• _Your instructions_
Give back the lines of the entries below exactly as written, from the first line to the line holding "target | green shrub", both included, with the pictures omitted.

Point-per-instance localization data

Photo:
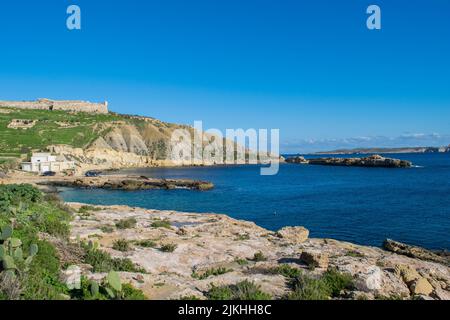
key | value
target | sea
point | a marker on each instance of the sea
(360, 205)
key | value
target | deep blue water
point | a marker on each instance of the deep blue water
(361, 205)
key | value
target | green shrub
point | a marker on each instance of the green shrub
(101, 261)
(287, 271)
(86, 292)
(210, 272)
(14, 194)
(126, 223)
(169, 247)
(42, 280)
(161, 224)
(146, 243)
(259, 256)
(307, 288)
(355, 254)
(337, 281)
(189, 298)
(242, 237)
(86, 209)
(244, 290)
(107, 229)
(329, 285)
(241, 262)
(121, 245)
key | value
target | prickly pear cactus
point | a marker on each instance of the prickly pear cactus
(11, 252)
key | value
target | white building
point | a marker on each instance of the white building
(42, 162)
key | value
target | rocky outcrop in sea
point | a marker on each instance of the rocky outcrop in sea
(371, 161)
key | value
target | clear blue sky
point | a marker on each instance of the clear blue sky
(310, 68)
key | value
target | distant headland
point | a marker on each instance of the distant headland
(388, 150)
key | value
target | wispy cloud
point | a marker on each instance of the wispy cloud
(404, 140)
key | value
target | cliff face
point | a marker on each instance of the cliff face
(64, 105)
(103, 141)
(127, 145)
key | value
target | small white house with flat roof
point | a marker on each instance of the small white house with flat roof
(43, 162)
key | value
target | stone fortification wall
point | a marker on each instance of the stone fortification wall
(64, 105)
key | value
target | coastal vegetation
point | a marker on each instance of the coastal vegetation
(244, 290)
(126, 223)
(35, 250)
(43, 239)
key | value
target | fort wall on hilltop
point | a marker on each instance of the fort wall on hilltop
(64, 105)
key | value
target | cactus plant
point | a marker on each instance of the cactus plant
(6, 232)
(94, 288)
(114, 281)
(11, 252)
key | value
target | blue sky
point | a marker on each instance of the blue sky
(310, 68)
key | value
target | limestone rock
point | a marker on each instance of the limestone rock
(421, 287)
(315, 258)
(370, 280)
(294, 234)
(297, 160)
(414, 252)
(407, 273)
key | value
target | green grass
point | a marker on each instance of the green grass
(146, 243)
(47, 132)
(121, 245)
(86, 209)
(210, 272)
(241, 262)
(259, 256)
(169, 247)
(244, 290)
(161, 224)
(126, 223)
(286, 271)
(102, 261)
(33, 215)
(329, 285)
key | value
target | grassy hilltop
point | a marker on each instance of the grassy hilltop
(75, 129)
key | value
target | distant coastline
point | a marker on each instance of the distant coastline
(387, 150)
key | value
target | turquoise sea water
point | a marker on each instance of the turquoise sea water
(361, 205)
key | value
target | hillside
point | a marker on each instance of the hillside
(388, 150)
(93, 141)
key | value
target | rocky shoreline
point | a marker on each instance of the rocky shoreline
(209, 250)
(371, 161)
(110, 182)
(129, 183)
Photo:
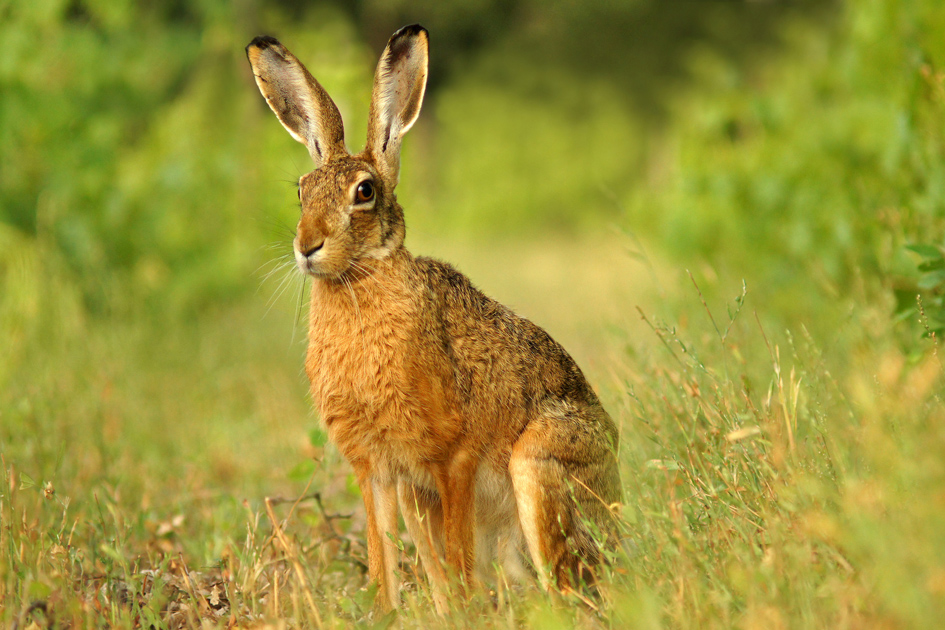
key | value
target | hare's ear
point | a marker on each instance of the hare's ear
(399, 84)
(301, 104)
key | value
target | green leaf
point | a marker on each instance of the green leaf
(932, 280)
(302, 471)
(926, 251)
(932, 265)
(317, 437)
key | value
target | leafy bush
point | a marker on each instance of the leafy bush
(817, 171)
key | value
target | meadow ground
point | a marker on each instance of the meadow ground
(770, 345)
(155, 476)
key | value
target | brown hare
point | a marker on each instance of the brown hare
(471, 418)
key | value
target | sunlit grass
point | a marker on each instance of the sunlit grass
(772, 479)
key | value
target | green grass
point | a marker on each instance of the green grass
(781, 414)
(772, 479)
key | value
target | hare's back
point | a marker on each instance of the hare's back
(492, 347)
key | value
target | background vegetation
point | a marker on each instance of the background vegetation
(733, 215)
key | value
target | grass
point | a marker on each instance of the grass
(782, 436)
(772, 478)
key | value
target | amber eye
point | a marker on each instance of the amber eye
(365, 192)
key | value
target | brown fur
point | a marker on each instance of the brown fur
(473, 419)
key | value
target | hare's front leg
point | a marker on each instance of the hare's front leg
(456, 486)
(423, 516)
(380, 504)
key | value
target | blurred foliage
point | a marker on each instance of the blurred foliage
(812, 175)
(147, 167)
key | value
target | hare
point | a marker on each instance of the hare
(471, 418)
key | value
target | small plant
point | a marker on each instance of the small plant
(931, 299)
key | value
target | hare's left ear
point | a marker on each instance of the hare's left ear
(399, 84)
(301, 104)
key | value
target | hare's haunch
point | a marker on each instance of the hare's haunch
(475, 421)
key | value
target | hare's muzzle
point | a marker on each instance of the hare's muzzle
(307, 254)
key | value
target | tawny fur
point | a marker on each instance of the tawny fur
(478, 424)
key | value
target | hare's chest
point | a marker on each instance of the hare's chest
(382, 393)
(356, 352)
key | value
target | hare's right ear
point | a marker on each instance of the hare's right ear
(301, 104)
(399, 84)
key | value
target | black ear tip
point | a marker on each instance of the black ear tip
(263, 42)
(411, 30)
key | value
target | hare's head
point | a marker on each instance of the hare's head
(350, 214)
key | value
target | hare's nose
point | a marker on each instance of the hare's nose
(311, 250)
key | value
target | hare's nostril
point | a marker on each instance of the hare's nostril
(311, 250)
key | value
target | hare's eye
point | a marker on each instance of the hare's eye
(365, 192)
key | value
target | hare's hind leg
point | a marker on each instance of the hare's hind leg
(423, 517)
(564, 474)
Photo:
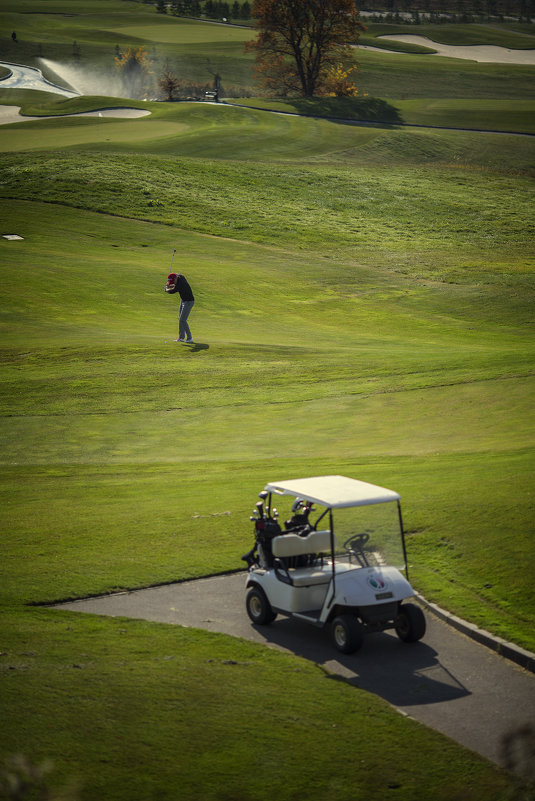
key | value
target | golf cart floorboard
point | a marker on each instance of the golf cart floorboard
(312, 615)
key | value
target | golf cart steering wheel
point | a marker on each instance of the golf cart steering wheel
(356, 541)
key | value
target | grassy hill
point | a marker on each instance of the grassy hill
(363, 305)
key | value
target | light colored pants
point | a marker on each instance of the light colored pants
(183, 328)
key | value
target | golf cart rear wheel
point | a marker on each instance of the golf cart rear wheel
(258, 607)
(410, 623)
(347, 634)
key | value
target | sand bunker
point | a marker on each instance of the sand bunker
(10, 114)
(481, 53)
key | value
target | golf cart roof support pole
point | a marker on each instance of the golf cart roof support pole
(403, 540)
(331, 526)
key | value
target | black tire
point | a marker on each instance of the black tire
(410, 623)
(258, 607)
(347, 634)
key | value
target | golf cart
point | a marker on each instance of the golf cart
(346, 578)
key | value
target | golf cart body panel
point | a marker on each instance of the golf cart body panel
(344, 579)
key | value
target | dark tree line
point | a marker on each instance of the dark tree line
(521, 9)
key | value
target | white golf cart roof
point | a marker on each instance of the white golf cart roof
(336, 492)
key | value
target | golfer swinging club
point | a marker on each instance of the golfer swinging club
(178, 283)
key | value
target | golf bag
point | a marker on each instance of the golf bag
(261, 553)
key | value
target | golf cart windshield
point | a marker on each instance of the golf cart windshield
(366, 519)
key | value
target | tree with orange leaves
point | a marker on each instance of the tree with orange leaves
(299, 42)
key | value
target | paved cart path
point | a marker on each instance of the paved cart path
(446, 681)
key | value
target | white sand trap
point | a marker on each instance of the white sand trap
(9, 114)
(481, 53)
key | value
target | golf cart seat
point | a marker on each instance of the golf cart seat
(288, 546)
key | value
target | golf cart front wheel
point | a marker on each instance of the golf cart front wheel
(410, 623)
(258, 607)
(347, 634)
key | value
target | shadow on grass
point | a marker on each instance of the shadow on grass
(366, 109)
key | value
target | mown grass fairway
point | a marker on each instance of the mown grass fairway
(363, 305)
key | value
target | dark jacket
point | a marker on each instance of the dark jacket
(184, 288)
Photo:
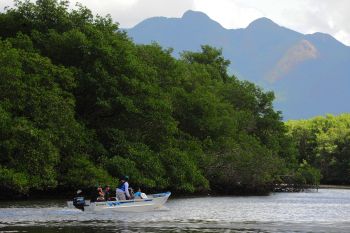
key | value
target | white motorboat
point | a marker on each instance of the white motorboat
(152, 202)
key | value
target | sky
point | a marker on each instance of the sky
(305, 16)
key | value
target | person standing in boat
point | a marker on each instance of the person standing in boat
(122, 192)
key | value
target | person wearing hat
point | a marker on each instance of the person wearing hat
(122, 192)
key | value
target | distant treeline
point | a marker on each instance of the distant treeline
(81, 104)
(324, 142)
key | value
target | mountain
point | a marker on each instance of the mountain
(310, 74)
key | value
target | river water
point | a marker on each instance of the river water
(327, 210)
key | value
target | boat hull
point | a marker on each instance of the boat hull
(154, 202)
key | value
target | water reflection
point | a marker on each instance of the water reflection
(325, 211)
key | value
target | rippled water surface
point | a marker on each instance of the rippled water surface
(327, 210)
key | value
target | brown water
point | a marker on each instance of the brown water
(327, 210)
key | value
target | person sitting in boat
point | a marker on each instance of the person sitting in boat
(107, 192)
(140, 195)
(122, 192)
(101, 195)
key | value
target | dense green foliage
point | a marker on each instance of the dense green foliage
(324, 143)
(81, 104)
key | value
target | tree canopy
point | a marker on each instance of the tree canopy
(81, 104)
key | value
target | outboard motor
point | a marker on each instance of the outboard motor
(79, 203)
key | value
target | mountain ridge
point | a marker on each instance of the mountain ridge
(304, 65)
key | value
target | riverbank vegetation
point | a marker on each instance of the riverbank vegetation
(81, 104)
(324, 143)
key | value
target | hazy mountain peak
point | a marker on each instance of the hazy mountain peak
(194, 14)
(263, 23)
(298, 53)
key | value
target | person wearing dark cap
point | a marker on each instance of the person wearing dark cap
(122, 192)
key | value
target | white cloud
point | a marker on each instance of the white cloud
(230, 14)
(306, 16)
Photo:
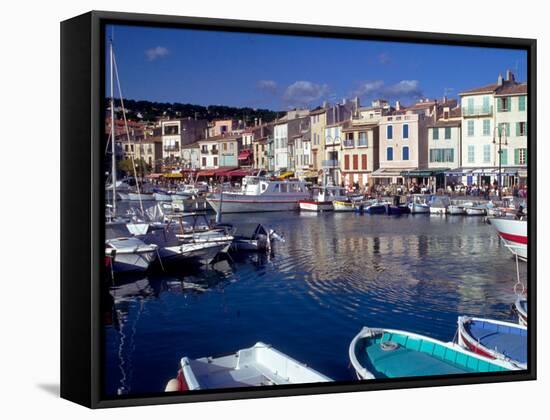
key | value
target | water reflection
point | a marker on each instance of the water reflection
(334, 274)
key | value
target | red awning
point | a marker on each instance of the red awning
(224, 171)
(206, 173)
(245, 154)
(237, 173)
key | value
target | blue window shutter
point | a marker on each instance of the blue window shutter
(504, 157)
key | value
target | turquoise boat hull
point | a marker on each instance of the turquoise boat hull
(384, 353)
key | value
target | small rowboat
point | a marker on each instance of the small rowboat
(343, 206)
(260, 365)
(376, 207)
(455, 210)
(520, 306)
(475, 211)
(384, 353)
(497, 340)
(140, 197)
(318, 206)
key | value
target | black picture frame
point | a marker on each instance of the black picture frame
(82, 213)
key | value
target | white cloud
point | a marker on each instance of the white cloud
(155, 53)
(303, 92)
(401, 89)
(267, 85)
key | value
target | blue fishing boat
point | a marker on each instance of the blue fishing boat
(498, 340)
(385, 353)
(393, 210)
(376, 207)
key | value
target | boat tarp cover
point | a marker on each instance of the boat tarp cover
(417, 357)
(510, 341)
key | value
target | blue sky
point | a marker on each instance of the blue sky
(280, 72)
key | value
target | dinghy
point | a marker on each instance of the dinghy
(455, 210)
(260, 365)
(520, 306)
(129, 255)
(261, 240)
(343, 206)
(385, 353)
(497, 340)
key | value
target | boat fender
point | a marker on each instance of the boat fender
(182, 385)
(389, 346)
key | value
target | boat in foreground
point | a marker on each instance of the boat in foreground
(499, 340)
(259, 365)
(520, 306)
(513, 233)
(260, 194)
(129, 255)
(386, 353)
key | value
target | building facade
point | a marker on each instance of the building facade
(494, 119)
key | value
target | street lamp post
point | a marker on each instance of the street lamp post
(499, 131)
(333, 160)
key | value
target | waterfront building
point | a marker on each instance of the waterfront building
(338, 116)
(209, 153)
(285, 128)
(444, 138)
(300, 150)
(360, 150)
(229, 146)
(175, 134)
(403, 145)
(318, 122)
(489, 112)
(190, 154)
(220, 127)
(262, 134)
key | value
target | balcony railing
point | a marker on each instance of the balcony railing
(349, 143)
(171, 148)
(331, 163)
(477, 111)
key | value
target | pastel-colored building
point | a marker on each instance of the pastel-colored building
(489, 113)
(403, 146)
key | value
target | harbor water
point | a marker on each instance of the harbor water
(335, 273)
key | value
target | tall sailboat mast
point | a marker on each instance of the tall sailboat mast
(113, 155)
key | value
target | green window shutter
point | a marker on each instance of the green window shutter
(504, 157)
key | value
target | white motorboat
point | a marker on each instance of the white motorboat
(419, 204)
(314, 205)
(162, 196)
(260, 194)
(439, 204)
(259, 365)
(343, 205)
(494, 339)
(456, 210)
(125, 255)
(140, 197)
(261, 240)
(513, 233)
(200, 250)
(520, 306)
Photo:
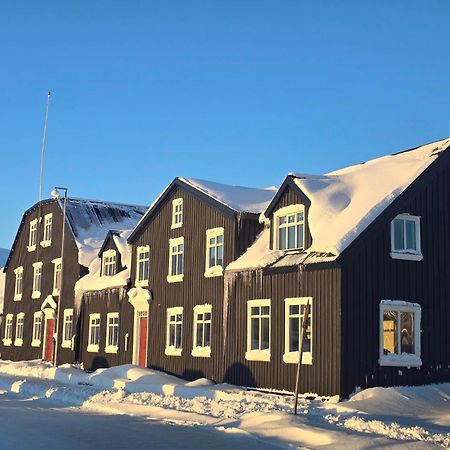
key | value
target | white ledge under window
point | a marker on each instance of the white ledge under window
(258, 355)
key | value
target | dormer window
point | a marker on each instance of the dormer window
(289, 230)
(177, 213)
(109, 266)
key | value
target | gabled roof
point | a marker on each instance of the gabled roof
(226, 198)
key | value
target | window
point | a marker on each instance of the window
(202, 331)
(37, 329)
(177, 213)
(109, 266)
(289, 227)
(37, 280)
(214, 252)
(47, 241)
(94, 333)
(143, 265)
(294, 313)
(56, 276)
(18, 287)
(405, 238)
(400, 333)
(112, 332)
(176, 260)
(7, 339)
(67, 329)
(19, 330)
(32, 239)
(174, 331)
(258, 330)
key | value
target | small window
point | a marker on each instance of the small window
(177, 213)
(109, 266)
(143, 265)
(18, 286)
(289, 230)
(7, 338)
(67, 329)
(37, 329)
(174, 332)
(112, 332)
(47, 241)
(214, 252)
(94, 333)
(176, 260)
(202, 331)
(19, 330)
(405, 238)
(32, 239)
(258, 330)
(37, 280)
(400, 333)
(294, 314)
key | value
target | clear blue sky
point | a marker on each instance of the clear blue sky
(240, 92)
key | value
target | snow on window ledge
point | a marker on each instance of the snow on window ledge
(258, 355)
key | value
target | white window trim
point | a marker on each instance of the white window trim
(398, 360)
(197, 351)
(47, 242)
(18, 342)
(37, 342)
(93, 348)
(176, 202)
(111, 348)
(215, 271)
(290, 209)
(18, 297)
(8, 341)
(139, 251)
(172, 350)
(292, 357)
(407, 254)
(178, 277)
(258, 355)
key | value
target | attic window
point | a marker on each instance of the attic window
(289, 230)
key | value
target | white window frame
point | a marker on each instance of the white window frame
(48, 230)
(37, 272)
(397, 360)
(18, 283)
(171, 350)
(217, 270)
(287, 211)
(110, 348)
(92, 347)
(179, 276)
(56, 269)
(67, 340)
(20, 323)
(255, 354)
(202, 351)
(177, 213)
(32, 237)
(411, 255)
(109, 259)
(9, 324)
(141, 250)
(38, 321)
(288, 356)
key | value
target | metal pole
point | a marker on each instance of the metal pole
(300, 352)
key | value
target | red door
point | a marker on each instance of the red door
(50, 329)
(142, 360)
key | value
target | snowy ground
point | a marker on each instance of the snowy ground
(112, 406)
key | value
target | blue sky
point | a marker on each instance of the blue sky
(240, 92)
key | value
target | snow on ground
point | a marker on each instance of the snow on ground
(407, 417)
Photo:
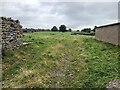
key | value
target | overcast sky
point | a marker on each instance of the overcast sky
(75, 15)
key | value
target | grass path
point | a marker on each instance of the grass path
(60, 60)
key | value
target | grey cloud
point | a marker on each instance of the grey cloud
(72, 14)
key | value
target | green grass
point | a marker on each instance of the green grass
(60, 60)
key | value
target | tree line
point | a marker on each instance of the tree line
(62, 28)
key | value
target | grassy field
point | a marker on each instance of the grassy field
(60, 60)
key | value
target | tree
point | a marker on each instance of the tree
(69, 29)
(54, 28)
(62, 28)
(86, 30)
(94, 28)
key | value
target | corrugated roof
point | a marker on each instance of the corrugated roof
(109, 25)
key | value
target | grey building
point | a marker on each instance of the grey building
(108, 33)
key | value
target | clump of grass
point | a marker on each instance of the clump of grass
(60, 61)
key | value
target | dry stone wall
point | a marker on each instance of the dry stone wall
(11, 33)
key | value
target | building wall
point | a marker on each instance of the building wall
(110, 34)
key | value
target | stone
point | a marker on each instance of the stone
(11, 33)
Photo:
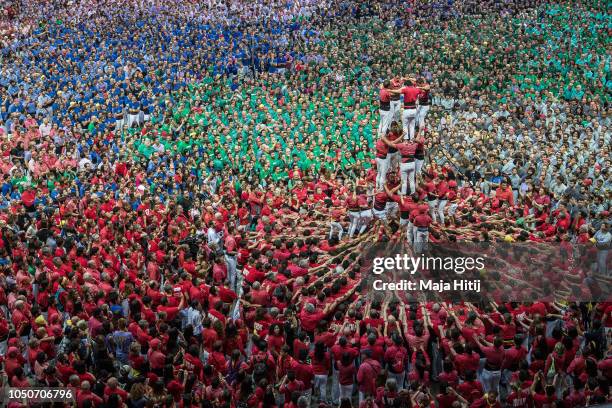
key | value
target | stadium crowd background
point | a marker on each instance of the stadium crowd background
(171, 172)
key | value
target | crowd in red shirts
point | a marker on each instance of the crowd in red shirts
(223, 294)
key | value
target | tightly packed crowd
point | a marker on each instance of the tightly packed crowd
(188, 189)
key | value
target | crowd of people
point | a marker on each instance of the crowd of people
(191, 188)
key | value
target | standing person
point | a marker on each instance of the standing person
(603, 237)
(424, 102)
(396, 357)
(407, 151)
(396, 103)
(385, 108)
(382, 162)
(392, 137)
(411, 94)
(352, 204)
(421, 223)
(442, 191)
(321, 364)
(419, 156)
(432, 195)
(494, 357)
(366, 375)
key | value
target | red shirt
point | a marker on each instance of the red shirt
(381, 149)
(411, 94)
(422, 221)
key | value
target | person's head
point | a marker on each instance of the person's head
(302, 402)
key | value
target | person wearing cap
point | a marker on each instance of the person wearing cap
(603, 241)
(386, 115)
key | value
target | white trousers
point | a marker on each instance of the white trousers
(440, 208)
(346, 391)
(421, 114)
(396, 108)
(433, 209)
(133, 119)
(421, 239)
(365, 217)
(385, 121)
(380, 214)
(320, 387)
(419, 165)
(393, 161)
(336, 227)
(407, 176)
(354, 217)
(409, 123)
(382, 166)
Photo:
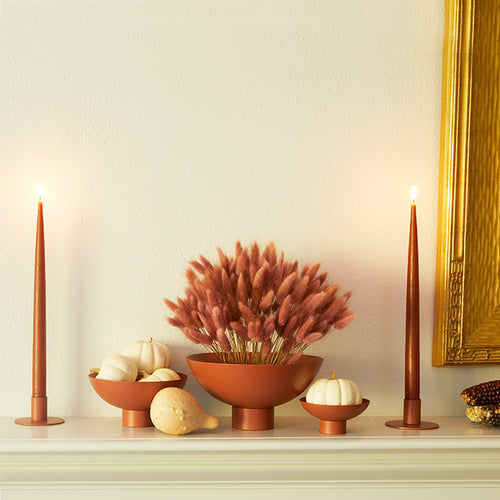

• _Expected answer_
Photo:
key | value
target | sea
point | a marker on each instance of the sea
(360, 205)
key | value
target | deep blue water
point | a marker on each instance of the deep blue water
(361, 205)
key | value
target | green shrub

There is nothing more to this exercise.